▶ **ARTICLE**
begin

Skip to main content

Output

Abstract Class
📁application_sdk.outputs

Output classes provide a unified interface for writing data to various destinations in the Application SDK. All output classes inherit from the base `Output` class and support writing data from pandas or daft DataFrames, with automatic chunking, buffering, and object store upload capabilities. All output classes share a common foundation through the base `Output` class, which provides consistent behavior across all output types. This includes automatic chunking, buffer management, statistics tracking, and object store uploads.

Properties

output_pathstr
Base path where output files are written
output_prefixstr
Prefix for files when uploading to object store
total_record_countint
Total number of records processed
chunk_countint
Number of chunks the output was split into
chunk_partint
Current part number within a chunk
buffer_sizeint
Size of the write buffer
max_file_size_bytesint
Maximum file size before splitting
partitionsList[int]
List of partition counts per chunk

Methods7

write_daft_dataframe

async
async write_daft_dataframe(self, dataframe: daft.DataFrame) -> None
Writes a daft DataFrame to the output destination. Must be implemented by all output classes.
Parameters
dataframedaft.DataFrame
Required
The daft DataFrame to write

write_dataframe

async
async write_dataframe(self, dataframe: pd.DataFrame) -> None
Writes a pandas DataFrame to the output, automatically handling chunking and file size management. Estimates file size based on DataFrame sample, splits large DataFrames into chunks based on buffer_size and max_file_size_bytes, automatically uploads files to object store when size limits are reached, and records metrics for successful writes.
Parameters
dataframepd.DataFrame
Required
The pandas DataFrame to write

write_batched_dataframe

async
async write_batched_dataframe(self, batch_df: pd.DataFrame) -> None
Writes batched pandas DataFrames from async or sync generators. Handles both AsyncGenerator and Generator types, skips empty DataFrames automatically, and processes each batch through write_dataframe().
Parameters
batch_dfpd.DataFrame
Required
Batched pandas DataFrame to write

write_batched_daft_dataframe

async
async write_batched_daft_dataframe(self, batch_daft_df: daft.DataFrame) -> None
Writes batched daft DataFrames from async or sync generators. Handles both AsyncGenerator and Generator types, skips empty DataFrames automatically, and processes each batch through write_daft_dataframe().
Parameters
batch_daft_dfdaft.DataFrame
Required
Batched daft DataFrame to write

get_statistics

async
async get_statistics(self, typename: Optional[str] = None) -> ActivityStatistics
Returns statistics about the output operation including total record count and chunk information.
Parameters
typenameOptional[str]
Optional
Type name of the entity (e.g., 'database', 'schema', 'table')
Returns
ActivityStatistics - Object containing output statistics

path_gen

path_gen(self, chunk_count: Optional[int] = None, chunk_part: int = 0, start_marker: Optional[str] = None, end_marker: Optional[str] = None) -> str
Generates file paths for output chunks with support for query extraction markers.

end

▶ **PROBLEM SET**
(a) In the Output class reference, what type does get_statistics return?
(b) List every property in the Output class reference whose type is int.

▶ **RECORDED DATA**
begin

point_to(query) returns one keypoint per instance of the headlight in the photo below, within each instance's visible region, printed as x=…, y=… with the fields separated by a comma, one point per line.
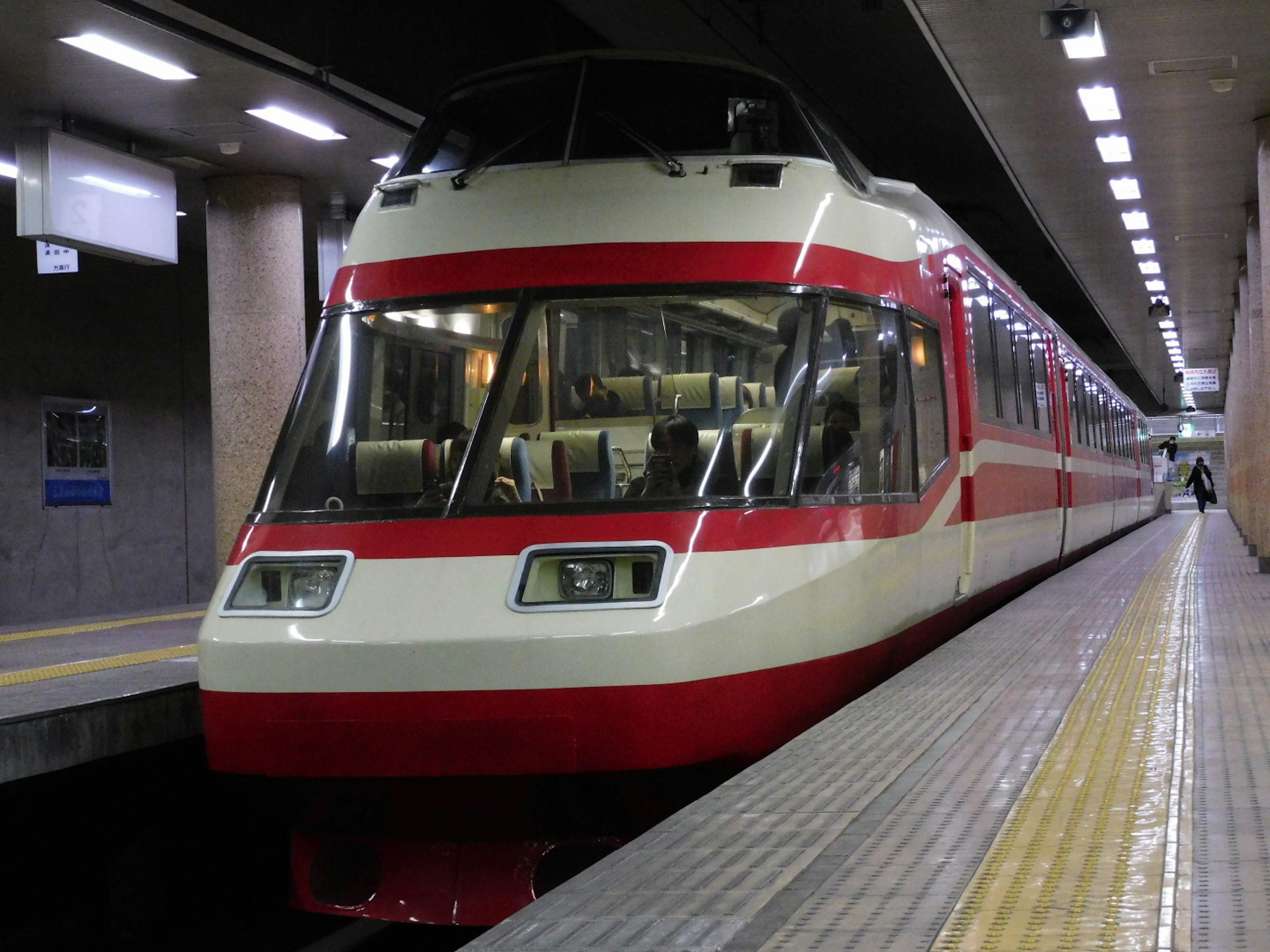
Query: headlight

end

▶ **SOLVED TASKS**
(a) ActivityStatistics, an object containing output statistics.

(b) total_record_count, chunk_count, chunk_part, buffer_size, max_file_size_bytes